**Stored records**
_ _ _ _

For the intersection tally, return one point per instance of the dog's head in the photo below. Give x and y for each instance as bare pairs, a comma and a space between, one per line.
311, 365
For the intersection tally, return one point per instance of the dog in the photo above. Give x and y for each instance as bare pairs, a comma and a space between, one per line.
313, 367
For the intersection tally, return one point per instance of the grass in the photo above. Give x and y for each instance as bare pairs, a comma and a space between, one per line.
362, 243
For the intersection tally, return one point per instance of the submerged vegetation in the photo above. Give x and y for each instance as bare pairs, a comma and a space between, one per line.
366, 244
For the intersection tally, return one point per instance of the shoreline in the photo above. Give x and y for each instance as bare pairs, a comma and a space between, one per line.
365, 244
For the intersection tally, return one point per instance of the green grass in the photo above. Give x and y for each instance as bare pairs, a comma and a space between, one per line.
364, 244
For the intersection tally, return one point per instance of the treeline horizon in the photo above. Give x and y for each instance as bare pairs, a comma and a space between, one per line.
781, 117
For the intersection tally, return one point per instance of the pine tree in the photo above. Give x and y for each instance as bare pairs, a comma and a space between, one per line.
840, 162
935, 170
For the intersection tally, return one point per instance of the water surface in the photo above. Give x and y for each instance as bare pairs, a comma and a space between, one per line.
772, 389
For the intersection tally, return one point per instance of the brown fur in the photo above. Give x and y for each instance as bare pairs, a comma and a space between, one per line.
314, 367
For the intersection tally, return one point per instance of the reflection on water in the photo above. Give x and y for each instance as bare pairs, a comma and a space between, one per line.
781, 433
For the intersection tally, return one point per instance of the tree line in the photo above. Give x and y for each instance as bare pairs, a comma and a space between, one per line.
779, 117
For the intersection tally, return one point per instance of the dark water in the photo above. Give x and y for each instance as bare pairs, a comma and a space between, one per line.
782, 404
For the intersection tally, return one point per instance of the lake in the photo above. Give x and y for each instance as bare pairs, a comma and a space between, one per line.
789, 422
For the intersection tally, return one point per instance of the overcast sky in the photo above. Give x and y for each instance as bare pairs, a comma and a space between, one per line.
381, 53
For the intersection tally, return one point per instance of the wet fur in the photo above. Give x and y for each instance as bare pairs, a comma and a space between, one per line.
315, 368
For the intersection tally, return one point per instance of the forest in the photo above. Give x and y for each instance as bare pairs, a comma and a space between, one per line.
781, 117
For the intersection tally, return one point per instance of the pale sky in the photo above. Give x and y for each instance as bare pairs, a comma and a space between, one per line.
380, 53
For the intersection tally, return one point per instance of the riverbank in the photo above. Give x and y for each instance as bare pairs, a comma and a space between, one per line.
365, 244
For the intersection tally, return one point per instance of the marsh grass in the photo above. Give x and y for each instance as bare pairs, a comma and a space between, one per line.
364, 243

_ _ _ _

**Goal of the exercise**
Copy every line of the data above exactly.

**Answer to this exercise**
For the intersection tally, return one point per instance of the dog's head in the photo below. Give x and y for each instance as bare pairs, a comma and a space between, one per line.
311, 365
For the intersection tally, return one point per instance of the dog in the photo above. Give x and y for each instance as bare pairs, a comma and a space between, one per line.
313, 367
For the intersection tally, return one point per instance of the grass in the photo above. Give x and y for each instance as bare pairs, a comma and a space between, one per line.
362, 243
For the intersection tally, return one point per instance of the submerged vegetation in the photo above. Give x and y for each instance as bare pairs, a comma and a space between, one per line.
366, 244
For the intersection tally, return one point per instance of the shoreline in the photo above. Give x and y for each instance as bare pairs, a comma and a space between, one per line.
365, 244
For the intersection tally, return one point per instance of the green grass in the photo above. Give x and y for each instance as bare pairs, a comma and a space between, one per line.
364, 244
For the intersection tally, return one point per instance of the treeline horizon in the photo above. Give x and y for each instance as bare pairs, a comma and a space between, one per line.
781, 117
For the intersection tally, return one point per instance of the pine tree in the photo above. Give x and y for each instance as bare pairs, a comma and a space between, one per line.
840, 162
935, 170
For the intersection tally, return one point per instance of the water surface in the photo above. Give x and y for each instance as bare pairs, a comma and a space between, one per line.
772, 389
For the intersection tally, return one point per instance of the brown fur in the photo above. Give x and y for each instance as bare pairs, a comma and a space between, one per line.
314, 367
For the intersection tally, return one point per instance of the reflection on water in the photo above. Give x and y for each instance as bare pairs, a comma and a space between, one per line.
781, 433
For the intersection tally, return one point per instance of the tree line in the photo above. Give x and y for each instance as bare pairs, a comma and a space between, one per line.
779, 117
For the intersection tally, return one point per instance of the dark water in the photo above. Give x and y for each instance as bare pairs, a comma and a space between, one per line.
782, 404
For the intersection tally, return one point per instance of the lake in the photo above. Give x and y for each instance as bare pairs, a comma and a space between, one per line.
789, 422
For the intersection tally, return one point per instance of the overcast sky in the photo above. Give x and y for each instance as bare pairs, a comma and a space between, one per line.
381, 53
For the intersection tally, return one point per instance of the wet fur in the photo above. Give x and y for each instance as bare pairs, a comma and a space between, one per line.
315, 368
For the intersection tally, return one point per instance of the forest in the photo above. Give x and y for each instance as bare pairs, a comma and a space between, one per line.
781, 117
For the intersection tally, return one point per instance of the pale sky in the photo above. Give x and y for each instance as bare pairs, a comma and a space between, one per line.
380, 53
For the intersection tally, return one point per instance of the riverbank in the photo above. Give x and y for each instance as bare pairs, a comma and a space between, one per line.
365, 244
For the intersection tally, return one point per instance of the marsh grass in the photo above. Give x and y for each instance as bare pairs, a comma and a space between, one per line.
364, 243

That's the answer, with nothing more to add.